* _WRITTEN EXERCISE_
Reproduce the lines word for word, beginning at the line that contains "Practice. Put a pin on the player's outstretched" and continuing through the final line of the records. Omit the pictures from your answer.

___ RECORDS SUPPLIED

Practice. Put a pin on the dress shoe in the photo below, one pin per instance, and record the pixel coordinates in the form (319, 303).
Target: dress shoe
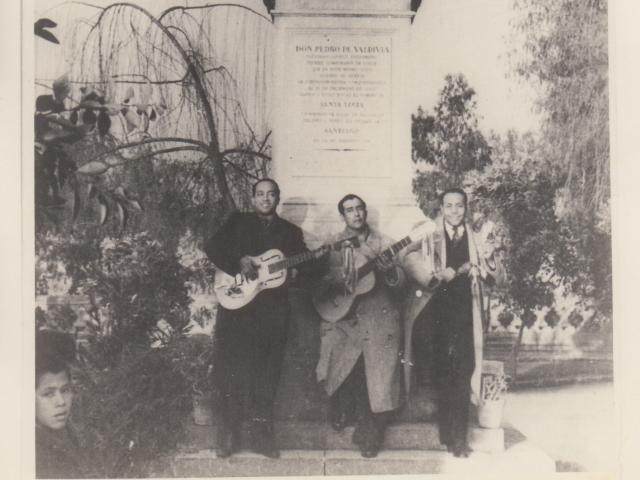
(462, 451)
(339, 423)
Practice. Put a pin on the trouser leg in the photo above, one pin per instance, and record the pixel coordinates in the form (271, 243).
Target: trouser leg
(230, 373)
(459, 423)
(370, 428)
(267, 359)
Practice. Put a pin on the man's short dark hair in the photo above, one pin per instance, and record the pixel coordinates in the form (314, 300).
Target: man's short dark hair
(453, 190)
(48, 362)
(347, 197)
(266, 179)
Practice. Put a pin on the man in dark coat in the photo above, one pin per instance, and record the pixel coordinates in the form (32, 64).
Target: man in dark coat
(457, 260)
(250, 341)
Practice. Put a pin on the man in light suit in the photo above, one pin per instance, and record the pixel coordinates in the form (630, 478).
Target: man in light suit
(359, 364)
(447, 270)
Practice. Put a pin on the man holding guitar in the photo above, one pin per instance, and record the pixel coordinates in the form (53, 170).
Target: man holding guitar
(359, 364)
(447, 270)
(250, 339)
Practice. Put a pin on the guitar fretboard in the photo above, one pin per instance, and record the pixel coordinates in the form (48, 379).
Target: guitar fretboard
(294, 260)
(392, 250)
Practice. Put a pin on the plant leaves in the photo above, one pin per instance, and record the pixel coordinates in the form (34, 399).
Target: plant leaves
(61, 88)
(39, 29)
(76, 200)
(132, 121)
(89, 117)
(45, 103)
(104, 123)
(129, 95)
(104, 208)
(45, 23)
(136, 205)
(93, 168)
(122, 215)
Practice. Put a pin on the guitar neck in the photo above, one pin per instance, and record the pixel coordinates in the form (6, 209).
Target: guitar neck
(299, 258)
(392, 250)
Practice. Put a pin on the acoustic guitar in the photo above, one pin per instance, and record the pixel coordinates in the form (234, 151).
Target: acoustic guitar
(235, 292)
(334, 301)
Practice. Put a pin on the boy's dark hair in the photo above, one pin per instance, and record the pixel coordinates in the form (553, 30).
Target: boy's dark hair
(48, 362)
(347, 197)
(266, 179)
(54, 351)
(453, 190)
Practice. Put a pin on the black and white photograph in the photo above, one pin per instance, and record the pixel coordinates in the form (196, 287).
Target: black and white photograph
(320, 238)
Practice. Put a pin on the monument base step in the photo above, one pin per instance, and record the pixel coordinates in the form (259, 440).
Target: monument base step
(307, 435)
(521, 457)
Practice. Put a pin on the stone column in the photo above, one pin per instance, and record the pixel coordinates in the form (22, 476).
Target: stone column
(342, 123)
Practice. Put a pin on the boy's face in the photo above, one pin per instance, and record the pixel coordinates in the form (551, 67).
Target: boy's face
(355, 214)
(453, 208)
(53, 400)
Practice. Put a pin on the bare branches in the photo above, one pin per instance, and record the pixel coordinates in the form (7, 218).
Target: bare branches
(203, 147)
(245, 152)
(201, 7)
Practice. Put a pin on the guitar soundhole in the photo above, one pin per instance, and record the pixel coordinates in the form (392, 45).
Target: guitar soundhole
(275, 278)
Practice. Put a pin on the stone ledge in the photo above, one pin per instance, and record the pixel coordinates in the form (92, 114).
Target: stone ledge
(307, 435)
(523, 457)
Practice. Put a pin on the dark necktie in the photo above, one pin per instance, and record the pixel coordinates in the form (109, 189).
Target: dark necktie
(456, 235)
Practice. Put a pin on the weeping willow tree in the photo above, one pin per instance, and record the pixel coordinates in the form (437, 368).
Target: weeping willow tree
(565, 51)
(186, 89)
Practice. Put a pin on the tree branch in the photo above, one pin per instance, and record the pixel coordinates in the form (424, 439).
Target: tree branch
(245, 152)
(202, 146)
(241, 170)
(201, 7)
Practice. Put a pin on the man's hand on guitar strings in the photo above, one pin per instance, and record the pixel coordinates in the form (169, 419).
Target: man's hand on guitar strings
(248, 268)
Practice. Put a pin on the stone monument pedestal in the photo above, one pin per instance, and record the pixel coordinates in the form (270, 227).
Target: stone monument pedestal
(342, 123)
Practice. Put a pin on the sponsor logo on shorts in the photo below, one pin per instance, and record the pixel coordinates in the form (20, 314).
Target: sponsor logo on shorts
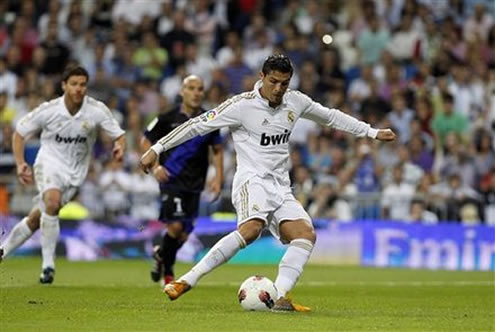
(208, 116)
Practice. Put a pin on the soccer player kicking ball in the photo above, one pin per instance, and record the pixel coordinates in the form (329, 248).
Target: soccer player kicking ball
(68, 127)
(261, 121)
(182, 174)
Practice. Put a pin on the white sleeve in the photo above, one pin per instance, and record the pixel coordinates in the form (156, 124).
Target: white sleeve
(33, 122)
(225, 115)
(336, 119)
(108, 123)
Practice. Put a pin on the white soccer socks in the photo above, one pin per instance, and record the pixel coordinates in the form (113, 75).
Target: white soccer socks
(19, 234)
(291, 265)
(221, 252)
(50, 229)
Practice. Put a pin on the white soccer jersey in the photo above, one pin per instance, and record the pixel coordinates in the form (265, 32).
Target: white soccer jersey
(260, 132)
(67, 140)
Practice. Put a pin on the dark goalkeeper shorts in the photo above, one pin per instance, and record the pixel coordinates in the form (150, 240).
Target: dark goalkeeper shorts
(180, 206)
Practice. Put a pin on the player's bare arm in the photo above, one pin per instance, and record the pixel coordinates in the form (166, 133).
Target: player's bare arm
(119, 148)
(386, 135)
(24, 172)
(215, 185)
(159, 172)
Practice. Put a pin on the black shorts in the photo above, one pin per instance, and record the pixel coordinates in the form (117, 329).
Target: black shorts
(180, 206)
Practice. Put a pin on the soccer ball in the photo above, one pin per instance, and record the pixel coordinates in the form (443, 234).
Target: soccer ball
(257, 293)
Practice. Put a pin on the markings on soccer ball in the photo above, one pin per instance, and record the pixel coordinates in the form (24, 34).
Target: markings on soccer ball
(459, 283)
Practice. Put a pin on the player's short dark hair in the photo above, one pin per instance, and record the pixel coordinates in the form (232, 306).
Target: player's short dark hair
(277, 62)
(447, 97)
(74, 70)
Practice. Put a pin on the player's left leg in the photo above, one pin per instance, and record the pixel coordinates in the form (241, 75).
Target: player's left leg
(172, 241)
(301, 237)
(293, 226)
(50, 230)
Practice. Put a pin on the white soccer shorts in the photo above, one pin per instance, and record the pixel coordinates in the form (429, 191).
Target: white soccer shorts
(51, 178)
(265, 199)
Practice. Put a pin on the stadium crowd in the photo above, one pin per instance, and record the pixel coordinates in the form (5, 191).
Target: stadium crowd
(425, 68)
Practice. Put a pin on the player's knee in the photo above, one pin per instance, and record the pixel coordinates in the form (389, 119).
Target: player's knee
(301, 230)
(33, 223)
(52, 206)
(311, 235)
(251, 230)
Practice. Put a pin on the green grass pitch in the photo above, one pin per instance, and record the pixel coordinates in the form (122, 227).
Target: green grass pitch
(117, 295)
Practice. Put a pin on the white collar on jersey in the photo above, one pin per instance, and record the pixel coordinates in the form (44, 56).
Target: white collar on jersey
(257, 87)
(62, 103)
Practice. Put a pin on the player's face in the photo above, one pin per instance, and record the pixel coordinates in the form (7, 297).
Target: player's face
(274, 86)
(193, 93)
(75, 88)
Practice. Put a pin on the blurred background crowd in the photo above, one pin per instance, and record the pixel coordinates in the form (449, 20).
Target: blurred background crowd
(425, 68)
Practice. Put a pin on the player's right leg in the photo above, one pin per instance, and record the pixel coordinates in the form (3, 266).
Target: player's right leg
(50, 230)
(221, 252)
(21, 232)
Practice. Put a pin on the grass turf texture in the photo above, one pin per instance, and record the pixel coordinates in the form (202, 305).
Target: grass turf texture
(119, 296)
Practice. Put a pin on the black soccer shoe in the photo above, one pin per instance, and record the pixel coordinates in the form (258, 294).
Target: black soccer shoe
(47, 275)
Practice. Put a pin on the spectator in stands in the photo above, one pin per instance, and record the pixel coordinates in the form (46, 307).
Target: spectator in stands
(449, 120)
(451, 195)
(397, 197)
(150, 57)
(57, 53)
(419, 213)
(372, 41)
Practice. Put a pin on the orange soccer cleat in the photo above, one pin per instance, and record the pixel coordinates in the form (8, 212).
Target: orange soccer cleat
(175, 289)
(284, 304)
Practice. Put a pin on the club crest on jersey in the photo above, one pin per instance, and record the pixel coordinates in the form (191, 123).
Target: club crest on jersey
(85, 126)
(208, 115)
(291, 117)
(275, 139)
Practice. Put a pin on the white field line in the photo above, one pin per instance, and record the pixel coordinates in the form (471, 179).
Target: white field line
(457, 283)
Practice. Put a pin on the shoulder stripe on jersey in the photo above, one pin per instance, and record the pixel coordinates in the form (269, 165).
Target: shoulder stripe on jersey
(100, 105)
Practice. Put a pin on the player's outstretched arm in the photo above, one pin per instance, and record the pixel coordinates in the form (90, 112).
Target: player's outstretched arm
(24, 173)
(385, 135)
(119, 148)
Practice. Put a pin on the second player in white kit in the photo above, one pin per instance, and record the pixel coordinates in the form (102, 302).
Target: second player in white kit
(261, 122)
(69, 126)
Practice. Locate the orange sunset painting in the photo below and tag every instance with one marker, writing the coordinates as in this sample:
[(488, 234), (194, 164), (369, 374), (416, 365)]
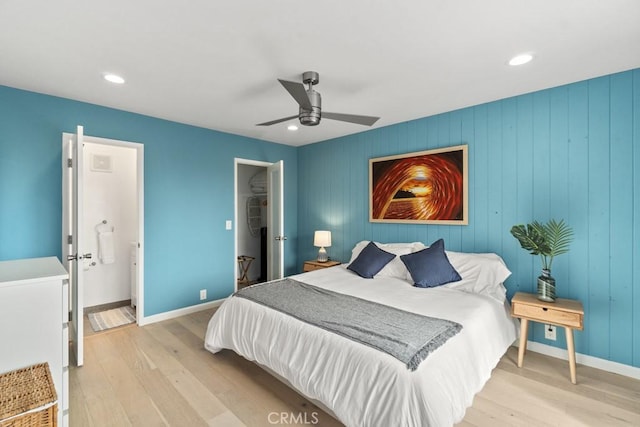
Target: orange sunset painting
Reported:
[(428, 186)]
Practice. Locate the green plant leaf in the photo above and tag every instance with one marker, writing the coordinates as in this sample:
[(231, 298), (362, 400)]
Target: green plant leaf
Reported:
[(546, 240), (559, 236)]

______

* _RESULT BELOW_
Practice. Put a pin on the player's outstretched arm in the photo above, one pin per instance, and record the pixel coordinates in the form (90, 112).
Target: player's outstretched arm
(24, 173)
(385, 135)
(119, 148)
Practice. Put a pin on the second player in white kit in the photo above, one pin per instance, and record the pixel coordinates in the form (102, 302).
Target: second player in white kit
(261, 122)
(69, 126)
Practice. Locate the orange sunset painting in the photo below and tag every instance with one marker, writing the coordinates as in this sample:
[(488, 234), (194, 164), (369, 374), (416, 365)]
Target: orange sunset painting
Reported:
[(428, 186)]
Practice. Locate the green plant leaf in the photo above and tag every instance with one marker, writing the coordinates as in this sample:
[(231, 298), (362, 400)]
Target: green plant leaf
Reported:
[(546, 240), (559, 236)]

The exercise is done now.